## Lista de tarefas
- 1) Copie o texto sobre liberdade e medo entre "As regras opressoras, o" e "à intrusão policial.", inclusive.
- 2) Com base no texto sobre liberdade e medo, indique se cada afirmação é verdadeira, respondendo sim ou não e citando as palavras do texto que o decidem: (a) a ideia de obrigar a instalar a StayAway Covid acabou por cair; (b) os cidadãos abdicam da segurança em troca de liberdade; (c) houve quem tentasse impor a StayAway Covid com recurso à intrusão policial.

## Secção do texto
•••
Santana Castilho
Vivemos numa sociedade desorientada entre a histeria e o desleixo, perdida no meio de um amontoado de pequenas razões incoerentes, governada por gente que pouco se importa com os danos que o medo impõe. A epifania da liberdade de Abril vai-se diluindo no seio de uma sociedade autoritária, onde, graças ao medo, os cidadãos trocam liberdade por segurança aparente e aceitam que se combata o vírus de pau na mão.
As regras opressoras, o controlo dos direitos individuais, a vigilância intrusiva e os abusos do Estado, consentidos por uma cidadania enfraquecida, vão-nos aproximando de novos autoritarismos, com aparência de democracia. Basta que atentemos em acontecimentos recentes:
– A ideia de nos obrigar a instalar a StayAway Covid era absurda e violadora das mais elementares liberdades. Por isso caiu, como um pesadelo. Mas jamais cairá o que ela revelou sobre a boçalidade política de quem tentou impô-la com recurso à intrusão policial.
•••
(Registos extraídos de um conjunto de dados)
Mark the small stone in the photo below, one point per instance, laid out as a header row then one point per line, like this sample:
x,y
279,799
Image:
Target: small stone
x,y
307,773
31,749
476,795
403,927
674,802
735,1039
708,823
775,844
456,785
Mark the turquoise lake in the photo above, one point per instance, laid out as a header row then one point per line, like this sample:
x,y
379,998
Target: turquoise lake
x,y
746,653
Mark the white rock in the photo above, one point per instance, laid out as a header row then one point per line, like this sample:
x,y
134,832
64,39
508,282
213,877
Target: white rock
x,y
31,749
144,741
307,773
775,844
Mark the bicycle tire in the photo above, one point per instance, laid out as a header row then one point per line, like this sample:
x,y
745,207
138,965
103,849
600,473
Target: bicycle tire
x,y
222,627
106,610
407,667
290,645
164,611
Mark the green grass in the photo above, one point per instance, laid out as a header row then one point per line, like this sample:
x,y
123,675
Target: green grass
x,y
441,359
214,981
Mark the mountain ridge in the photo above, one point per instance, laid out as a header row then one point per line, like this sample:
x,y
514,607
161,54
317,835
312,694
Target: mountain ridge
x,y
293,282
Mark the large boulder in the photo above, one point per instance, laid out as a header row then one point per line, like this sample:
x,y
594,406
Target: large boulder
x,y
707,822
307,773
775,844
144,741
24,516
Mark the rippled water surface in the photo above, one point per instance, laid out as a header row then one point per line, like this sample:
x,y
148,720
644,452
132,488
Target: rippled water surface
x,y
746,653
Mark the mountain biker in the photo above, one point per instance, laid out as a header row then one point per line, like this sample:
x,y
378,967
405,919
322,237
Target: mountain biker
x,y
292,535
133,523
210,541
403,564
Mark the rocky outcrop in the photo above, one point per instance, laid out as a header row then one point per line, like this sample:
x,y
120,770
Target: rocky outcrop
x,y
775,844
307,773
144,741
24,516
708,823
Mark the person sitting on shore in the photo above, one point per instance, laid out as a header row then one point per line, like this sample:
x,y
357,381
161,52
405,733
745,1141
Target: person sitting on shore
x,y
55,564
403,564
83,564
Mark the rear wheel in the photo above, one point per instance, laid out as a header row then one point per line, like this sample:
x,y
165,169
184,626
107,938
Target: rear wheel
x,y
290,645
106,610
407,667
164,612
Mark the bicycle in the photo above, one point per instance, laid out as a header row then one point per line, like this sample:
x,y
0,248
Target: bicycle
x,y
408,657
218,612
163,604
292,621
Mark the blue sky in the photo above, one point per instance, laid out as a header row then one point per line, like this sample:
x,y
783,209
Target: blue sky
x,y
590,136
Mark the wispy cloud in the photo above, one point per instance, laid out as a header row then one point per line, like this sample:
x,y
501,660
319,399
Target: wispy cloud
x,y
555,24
•••
## Respostas por tarefa
- 1)
As regras opressoras, o controlo dos direitos individuais, a vigilância intrusiva e os abusos do Estado, consentidos por uma cidadania enfraquecida, vão-nos aproximando de novos autoritarismos, com aparência de democracia. Basta que atentemos em acontecimentos recentes:
– A ideia de nos obrigar a instalar a StayAway Covid era absurda e violadora das mais elementares liberdades. Por isso caiu, como um pesadelo. Mas jamais cairá o que ela revelou sobre a boçalidade política de quem tentou impô-la com recurso à intrusão policial.

- 2)
(a) Sim: "Por isso caiu, como um pesadelo."
(b) Não: "os cidadãos trocam liberdade por segurança aparente"
(c) Sim: "quem tentou impô-la com recurso à intrusão policial"